## BRIEF
Scan each line of the records for the word "blade" and extract the ones that have it.

## DATA EXTRACT
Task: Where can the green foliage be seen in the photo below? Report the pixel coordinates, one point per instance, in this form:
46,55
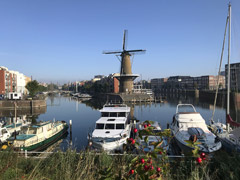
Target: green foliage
32,87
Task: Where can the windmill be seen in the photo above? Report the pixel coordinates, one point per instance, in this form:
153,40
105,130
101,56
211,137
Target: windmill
126,77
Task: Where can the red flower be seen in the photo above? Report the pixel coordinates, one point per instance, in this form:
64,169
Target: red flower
146,167
150,161
131,171
135,130
158,169
199,160
202,155
133,141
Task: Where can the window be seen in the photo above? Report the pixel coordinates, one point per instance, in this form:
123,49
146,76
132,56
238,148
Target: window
109,126
99,126
119,126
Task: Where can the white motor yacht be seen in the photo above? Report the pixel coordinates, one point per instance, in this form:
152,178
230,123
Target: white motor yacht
187,124
113,128
153,138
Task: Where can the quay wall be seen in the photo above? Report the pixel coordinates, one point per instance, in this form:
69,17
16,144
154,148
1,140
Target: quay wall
22,104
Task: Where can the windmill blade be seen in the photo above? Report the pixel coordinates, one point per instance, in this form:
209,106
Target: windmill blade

## TASK RESULT
Task: Where can the windmill blade be seen in the photo above? Report the pixel coordinates, one point per instance, in this form:
Target: windmill blade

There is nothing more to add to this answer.